* Set exercise
Gather every line of the listing below that contains the word "grey", and copy each one out.

Photo labels with boxes:

◆ ◆ ◆ ◆

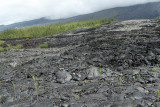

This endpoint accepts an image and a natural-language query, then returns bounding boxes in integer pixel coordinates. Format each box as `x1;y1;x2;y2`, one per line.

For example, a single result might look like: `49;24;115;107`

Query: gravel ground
0;20;160;107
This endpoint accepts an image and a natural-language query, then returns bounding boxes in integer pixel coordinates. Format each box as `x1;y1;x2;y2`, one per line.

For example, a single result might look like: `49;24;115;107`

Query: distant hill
0;2;160;30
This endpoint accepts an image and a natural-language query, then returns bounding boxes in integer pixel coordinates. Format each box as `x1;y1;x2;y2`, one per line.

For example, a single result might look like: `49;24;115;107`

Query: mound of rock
0;20;160;107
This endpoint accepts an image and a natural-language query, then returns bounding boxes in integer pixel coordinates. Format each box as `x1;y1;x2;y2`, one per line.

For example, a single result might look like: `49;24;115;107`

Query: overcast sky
0;0;160;25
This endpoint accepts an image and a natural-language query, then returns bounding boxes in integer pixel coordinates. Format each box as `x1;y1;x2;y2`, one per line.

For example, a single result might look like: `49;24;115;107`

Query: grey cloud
0;0;159;24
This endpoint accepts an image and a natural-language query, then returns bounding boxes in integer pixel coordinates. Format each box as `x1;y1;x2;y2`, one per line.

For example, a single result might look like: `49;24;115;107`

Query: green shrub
5;44;22;50
0;40;5;45
0;18;116;38
39;42;48;48
156;16;160;19
0;47;4;52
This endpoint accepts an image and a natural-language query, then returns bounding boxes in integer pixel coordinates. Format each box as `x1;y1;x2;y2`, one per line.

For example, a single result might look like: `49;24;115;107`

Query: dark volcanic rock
0;20;160;107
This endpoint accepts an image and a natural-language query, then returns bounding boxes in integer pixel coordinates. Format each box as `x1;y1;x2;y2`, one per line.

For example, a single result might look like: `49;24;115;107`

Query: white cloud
0;0;160;24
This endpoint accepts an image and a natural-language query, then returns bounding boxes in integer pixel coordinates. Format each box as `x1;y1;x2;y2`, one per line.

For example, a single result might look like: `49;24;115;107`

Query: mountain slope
0;20;160;107
0;2;160;30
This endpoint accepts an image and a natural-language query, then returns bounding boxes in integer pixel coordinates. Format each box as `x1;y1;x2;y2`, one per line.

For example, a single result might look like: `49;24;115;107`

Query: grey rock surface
0;20;160;107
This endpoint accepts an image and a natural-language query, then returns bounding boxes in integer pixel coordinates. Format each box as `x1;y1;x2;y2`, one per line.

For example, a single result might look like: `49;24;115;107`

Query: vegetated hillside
0;2;160;30
0;18;116;39
0;20;160;107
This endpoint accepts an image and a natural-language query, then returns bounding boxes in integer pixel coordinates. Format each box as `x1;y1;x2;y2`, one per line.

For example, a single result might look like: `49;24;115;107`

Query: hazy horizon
0;0;160;25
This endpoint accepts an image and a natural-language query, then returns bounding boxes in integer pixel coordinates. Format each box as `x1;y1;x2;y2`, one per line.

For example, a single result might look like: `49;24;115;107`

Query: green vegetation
0;40;5;45
0;18;116;38
39;42;48;48
156;16;160;19
0;47;4;52
0;44;22;52
5;44;22;50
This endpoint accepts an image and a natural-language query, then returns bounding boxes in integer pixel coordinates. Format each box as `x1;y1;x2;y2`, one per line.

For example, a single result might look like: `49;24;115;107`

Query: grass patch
0;44;23;52
0;18;116;38
156;16;160;19
5;44;22;50
0;47;4;52
39;42;48;48
0;40;5;45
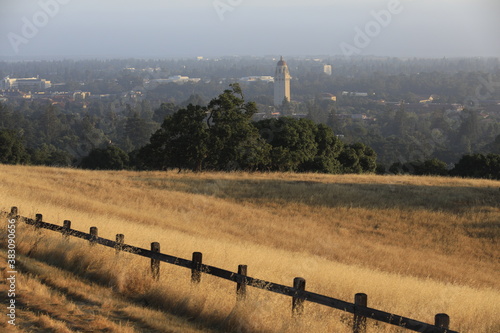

◆ ◆ ◆ ◆

* Written solution
Query: grey cloud
Query: grey rock surface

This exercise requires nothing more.